And finally, death occurs after prolonged heat stress.
Of course, how quickly this all occurs depends on your chicken’s previous state of health and many other factors. For example, breed plays a role and White Leghorns seem to have a far greater heat tolerance than other breeds. Understandably, thin birds fare much better than heavier, fatter ones, and it is often the biggest birds of the flock that are lost first in a heat wave. Also, non-laying hens are better off than layers, and males are better able to cope than females.
Chicken Coop Construction to Reduce Heat Risks
If you plan ahead, the way you build your backyard chicken coop can have direct effects on overall heat and humidity problems.
- Build your chicken coop on a hilltop.
- Situate windows and the open side of your coop to run from east to west so that the sun never shines directly into the chicken house.
- Use wide overhangs at the eaves.
- Use the roof; its angled edge will reflect MORE heat at the hottest time of the day if the face of the coop is not directly facing the sun.
Cooling Equipment for Your Chickens
Evaporative coolers: These are very effective, but only when your chicken coop is completely enclosed. If your coop has several windows or open sides, these type of coolers will not work well.
Air movement: Fans that will turn to blow directly into the chicken flock are an advantage in ANY type of coop. Fans that cause air turbulence in the pen, combined with slatted floors that give them free air flow from below, can markedly improve the well-being of an overheated chicken. Fans work especially well in open-sided coops situated in areas that have high humidity.
Roof sprinklers: If you have a generous supply of water on hand, and do not mind an excessive water bill, this method is extremely effective. It works by spraying water on the coop roofs and walls, and evaporation carries away the heat.
Foggers: These are similar to evaporative coolers and only work in buildings that are completely enclosed. They are also not as practical as other cooling methods due to the fact that they have a tendency to wet the ground and create a mess.

• EXCERPTED RECORDS
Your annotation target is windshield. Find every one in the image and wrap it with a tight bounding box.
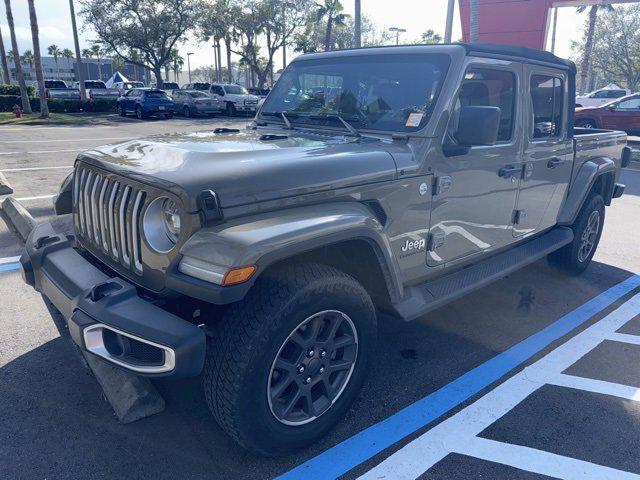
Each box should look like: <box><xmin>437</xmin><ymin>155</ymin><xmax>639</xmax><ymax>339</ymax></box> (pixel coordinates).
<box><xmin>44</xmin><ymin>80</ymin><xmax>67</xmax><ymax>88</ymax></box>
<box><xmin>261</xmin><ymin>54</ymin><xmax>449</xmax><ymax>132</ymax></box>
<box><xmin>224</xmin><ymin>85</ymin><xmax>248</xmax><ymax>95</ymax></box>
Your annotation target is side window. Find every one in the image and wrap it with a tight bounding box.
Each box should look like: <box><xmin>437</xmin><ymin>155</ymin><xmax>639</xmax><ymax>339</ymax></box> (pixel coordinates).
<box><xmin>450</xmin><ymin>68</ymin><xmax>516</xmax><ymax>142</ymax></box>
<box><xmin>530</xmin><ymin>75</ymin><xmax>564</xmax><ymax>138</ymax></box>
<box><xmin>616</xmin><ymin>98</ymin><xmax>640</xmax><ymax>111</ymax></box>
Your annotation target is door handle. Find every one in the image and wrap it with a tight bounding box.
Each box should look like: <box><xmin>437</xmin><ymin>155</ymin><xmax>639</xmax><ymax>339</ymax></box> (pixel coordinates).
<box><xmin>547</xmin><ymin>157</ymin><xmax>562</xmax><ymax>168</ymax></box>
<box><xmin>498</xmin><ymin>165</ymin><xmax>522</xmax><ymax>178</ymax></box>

...

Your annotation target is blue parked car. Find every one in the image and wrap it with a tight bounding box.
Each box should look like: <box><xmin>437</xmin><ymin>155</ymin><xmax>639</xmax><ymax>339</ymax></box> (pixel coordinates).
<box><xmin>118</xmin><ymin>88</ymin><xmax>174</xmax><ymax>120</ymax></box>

• DIRECTIVE
Pick up the text on protecting backyard chickens from heat right after its final sentence about foggers, and continue writing it.

• EXERCISE RESULT
Summer Heat Remedies for Your Backyard Chickens
1. Before it starts to get hot, take preventative measures! Spare waterers should be ready and on hand. When the weather starts to warm up, act QUICKLY to bring relief to the chickens BEFORE the heat causes excessive stress. After a couple days in higher temperatures, the flock will slowly become accustomed to the hot conditions and will not need as much help. However, if you do not react rapidly, your flock could suffer dire consequences.
2. Your coop’s litter can act as an insulator and may trap heat. To prevent this, decrease the litter volume and height to no more than two inches above the floor.
3. For waterers, a fast, cost-effective and simple way to supply more birds with more water is to use pans (and buckets, pales, pitchers, etc.) and fill them with water. Placed strategically around the chicken house, it can cool down the environment and provide refreshment to your birds.
4. If the humidity becomes too high for evaporative coolers and foggers to work effectively, use fans! Place them so that they blow directly into the flock, thereby helping displace heat.
5. Keep the water cool! Plan ahead and bury water supply poles deep enough in the ground so that they are not warmed by the sun’s rays. Also note that warm water is better than no water.
6. If you have artificial lighting fixtures installed in the coop, turn them on very early in the morning (around 2 a.m.). This will allow your chickens to feed and drink while it is still cool. Remember that due to the day’s extended length, it cannot be rapidly reduced again or else the layers’ egg cycle will be disrupted.Only use this measure as an emergency option.
7. A supplementary vitamin pack, mixed in with the flock’s water, can do much to alleviate the flock’s stress and keep up the chickens’ vitality.
8. As a last relief method, spray the birds directly with water. If you find a chicken who has collapsed due to stress, dip it in a bucket of cold water.
9. If you need additional waterers, and don’t have any pans or buckets available, use the feed troughs!
10. Plan ahead by not letting your chickens become obese (since larger birds are affected by the heat sooner).
11. If you are raising layers, remember to gather eggs more frequently in hot weather. Spoilage occurs rapidly in high heat.
12. If you are using fans and other cooling equipment, make sure they are all working properly BEFORE the heat strikes!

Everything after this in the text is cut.